Textauszug:
—————

Entscheidungsstichwort (Thema)
Vergütung für teilzeitbeschäftigte Lehrkraft
Normenkette
BeschFG 1985 § 2 Abs. 1, § 6; BGB §§ 134, 611, 612 Abs. 2, § 242; BAT § 70
Verfahrensgang
Tenor
1. Die Revision der beklagten Stadt gegen das Urteil des Landesarbeitsgerichts München vom 30. April 1990 – 2 Sa 427/88 – wird zurückgewiesen.
2. Die beklagte Stadt hat die Kosten der Revision zu tragen.
Von Rechts wegen!
Tatbestand
Die Parteien streiten in der Revisionsinstanz noch darüber, ob die beklagte Stadt verpflichtet ist, der Klägerin unter Anrechnung der erhaltenen Bezüge für die Zeit vom 1. Mai 1985 bis 31. August 1986 anteilige Vergütung nach der VergGr. II a der Anlage 1 a zum BAT zu zahlen.

—————

Bereitgestellte Angaben:
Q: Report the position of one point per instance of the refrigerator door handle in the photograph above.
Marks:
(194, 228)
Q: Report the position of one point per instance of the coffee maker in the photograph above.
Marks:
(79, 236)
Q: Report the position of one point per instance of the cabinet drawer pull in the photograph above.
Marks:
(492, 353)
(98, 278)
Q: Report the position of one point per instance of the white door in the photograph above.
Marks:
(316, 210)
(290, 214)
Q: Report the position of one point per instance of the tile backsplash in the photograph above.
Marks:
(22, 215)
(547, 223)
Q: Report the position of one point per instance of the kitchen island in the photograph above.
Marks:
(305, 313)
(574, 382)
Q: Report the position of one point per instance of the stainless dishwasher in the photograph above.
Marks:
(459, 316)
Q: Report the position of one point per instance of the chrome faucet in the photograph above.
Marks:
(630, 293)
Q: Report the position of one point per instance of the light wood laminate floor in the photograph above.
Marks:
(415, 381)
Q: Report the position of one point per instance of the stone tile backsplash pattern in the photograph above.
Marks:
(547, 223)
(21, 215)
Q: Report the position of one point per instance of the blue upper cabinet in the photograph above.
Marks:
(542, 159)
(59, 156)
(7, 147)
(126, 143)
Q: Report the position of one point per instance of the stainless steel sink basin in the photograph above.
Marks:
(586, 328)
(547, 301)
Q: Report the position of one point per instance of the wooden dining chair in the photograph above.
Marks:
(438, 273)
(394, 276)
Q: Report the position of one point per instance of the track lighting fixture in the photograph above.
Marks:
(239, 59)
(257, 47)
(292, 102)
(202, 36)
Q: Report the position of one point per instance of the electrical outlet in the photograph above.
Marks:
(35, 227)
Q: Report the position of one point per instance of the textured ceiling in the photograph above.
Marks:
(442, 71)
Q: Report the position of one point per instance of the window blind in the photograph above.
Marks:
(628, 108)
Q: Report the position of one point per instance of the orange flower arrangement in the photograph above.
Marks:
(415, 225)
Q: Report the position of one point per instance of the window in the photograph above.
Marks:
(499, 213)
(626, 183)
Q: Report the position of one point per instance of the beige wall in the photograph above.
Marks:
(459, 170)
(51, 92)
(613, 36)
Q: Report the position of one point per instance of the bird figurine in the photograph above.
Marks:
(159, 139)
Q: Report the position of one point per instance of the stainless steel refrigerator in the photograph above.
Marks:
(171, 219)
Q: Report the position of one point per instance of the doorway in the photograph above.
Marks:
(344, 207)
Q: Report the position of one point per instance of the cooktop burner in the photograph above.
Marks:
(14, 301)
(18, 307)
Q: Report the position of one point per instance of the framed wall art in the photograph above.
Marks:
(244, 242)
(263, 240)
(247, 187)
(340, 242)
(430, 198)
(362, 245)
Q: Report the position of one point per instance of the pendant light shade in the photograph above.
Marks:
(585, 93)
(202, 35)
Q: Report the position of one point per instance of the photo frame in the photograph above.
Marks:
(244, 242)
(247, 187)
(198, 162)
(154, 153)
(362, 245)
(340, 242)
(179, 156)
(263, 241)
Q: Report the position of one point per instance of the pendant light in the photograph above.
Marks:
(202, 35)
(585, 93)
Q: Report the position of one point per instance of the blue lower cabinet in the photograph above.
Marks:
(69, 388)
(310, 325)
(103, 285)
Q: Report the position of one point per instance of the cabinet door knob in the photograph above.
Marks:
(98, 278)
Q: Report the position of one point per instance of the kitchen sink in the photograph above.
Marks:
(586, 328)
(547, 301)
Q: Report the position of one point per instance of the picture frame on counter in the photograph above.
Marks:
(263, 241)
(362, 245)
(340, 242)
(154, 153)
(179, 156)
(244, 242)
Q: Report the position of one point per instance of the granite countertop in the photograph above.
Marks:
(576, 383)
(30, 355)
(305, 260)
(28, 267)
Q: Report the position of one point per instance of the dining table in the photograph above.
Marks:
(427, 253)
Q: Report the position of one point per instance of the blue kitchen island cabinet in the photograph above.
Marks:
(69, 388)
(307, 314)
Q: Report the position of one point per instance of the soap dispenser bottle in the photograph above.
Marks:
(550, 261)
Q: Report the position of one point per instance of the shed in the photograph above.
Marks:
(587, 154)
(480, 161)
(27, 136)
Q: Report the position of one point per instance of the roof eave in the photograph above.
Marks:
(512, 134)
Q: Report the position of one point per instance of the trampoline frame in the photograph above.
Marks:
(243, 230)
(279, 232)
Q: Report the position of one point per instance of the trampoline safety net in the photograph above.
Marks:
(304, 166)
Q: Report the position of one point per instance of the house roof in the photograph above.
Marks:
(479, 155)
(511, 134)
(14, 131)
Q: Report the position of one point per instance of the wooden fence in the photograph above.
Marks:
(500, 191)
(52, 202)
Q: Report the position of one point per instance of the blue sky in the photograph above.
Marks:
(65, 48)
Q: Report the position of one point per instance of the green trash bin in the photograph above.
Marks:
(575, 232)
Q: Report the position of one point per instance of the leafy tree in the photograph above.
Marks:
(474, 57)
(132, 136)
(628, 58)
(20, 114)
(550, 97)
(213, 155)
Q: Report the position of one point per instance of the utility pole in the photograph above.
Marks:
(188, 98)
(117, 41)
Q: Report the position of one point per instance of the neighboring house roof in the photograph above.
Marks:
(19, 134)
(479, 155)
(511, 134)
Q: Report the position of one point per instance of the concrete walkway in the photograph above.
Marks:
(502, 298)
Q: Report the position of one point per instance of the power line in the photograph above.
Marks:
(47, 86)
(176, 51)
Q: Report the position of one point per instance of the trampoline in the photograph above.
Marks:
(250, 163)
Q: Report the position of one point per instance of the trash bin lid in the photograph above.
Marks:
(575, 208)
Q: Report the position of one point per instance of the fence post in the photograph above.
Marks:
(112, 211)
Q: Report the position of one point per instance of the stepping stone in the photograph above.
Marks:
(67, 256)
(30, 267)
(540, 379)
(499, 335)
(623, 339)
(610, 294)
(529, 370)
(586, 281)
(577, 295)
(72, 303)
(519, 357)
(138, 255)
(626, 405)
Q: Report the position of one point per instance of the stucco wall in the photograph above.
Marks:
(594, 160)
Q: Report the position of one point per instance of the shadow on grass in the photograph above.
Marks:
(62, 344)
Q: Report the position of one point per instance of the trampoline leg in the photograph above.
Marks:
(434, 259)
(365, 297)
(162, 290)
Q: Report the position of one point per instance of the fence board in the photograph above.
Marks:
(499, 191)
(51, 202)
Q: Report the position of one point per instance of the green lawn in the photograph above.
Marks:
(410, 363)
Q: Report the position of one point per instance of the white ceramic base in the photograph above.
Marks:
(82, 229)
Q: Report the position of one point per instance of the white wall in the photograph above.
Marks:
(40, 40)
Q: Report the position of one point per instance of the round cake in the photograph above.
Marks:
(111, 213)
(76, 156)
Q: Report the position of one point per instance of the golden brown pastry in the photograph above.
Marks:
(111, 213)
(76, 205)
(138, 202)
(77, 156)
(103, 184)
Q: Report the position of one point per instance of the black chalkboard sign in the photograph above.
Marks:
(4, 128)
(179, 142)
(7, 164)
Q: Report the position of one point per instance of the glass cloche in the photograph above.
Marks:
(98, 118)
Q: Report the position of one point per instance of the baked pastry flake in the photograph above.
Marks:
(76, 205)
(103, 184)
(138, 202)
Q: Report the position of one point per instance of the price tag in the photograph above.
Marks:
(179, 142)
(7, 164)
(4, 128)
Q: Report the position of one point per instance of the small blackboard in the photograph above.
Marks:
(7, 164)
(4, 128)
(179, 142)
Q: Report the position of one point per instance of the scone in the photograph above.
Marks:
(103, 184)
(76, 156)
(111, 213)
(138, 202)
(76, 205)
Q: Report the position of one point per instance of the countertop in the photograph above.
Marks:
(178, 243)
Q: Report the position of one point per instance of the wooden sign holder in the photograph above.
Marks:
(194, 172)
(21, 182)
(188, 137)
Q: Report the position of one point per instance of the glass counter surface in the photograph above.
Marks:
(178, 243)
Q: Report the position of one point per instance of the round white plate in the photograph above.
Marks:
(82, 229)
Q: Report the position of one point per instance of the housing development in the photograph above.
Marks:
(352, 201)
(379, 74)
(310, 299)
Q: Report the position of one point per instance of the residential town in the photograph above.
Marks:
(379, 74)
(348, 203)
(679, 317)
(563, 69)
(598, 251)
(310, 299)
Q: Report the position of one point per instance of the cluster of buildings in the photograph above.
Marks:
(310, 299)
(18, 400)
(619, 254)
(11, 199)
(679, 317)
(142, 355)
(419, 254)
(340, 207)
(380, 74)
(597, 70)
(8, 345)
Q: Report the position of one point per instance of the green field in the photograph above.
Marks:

—————

Aufgabenstellung: Setzen Sie das Urteil zur Vergütung einer teilzeitbeschäftigten Lehrkraft im Anschluss an dessen letzten Satz fort.

Antwort zur Aufgabe:
Die am 22. Mai 1954 geborene Klägerin, die Assessorin für das Lehramt ist, war aufgrund der Arbeitsverträge vom 8. Oktober 1984 und vom 22. Oktober 1985 vom 24. September 1984 bis 31. August 1986 bei der beklagten Stadt an der Beruflichen Schule IV als teilzeitbeschäftigte Lehrerin für die Fächer Deutsch und Sozialkunde tätig. Sie unterrichtete wöchentlich elf bzw. zehn Stunden. Die wöchentliche Regelstundenzahl eines vollbeschäftigten vergleichbaren Lehrers beträgt 23 Stunden. Die Klägerin erhielt eine nach Jahreswochenstunden bemessene Vergütung.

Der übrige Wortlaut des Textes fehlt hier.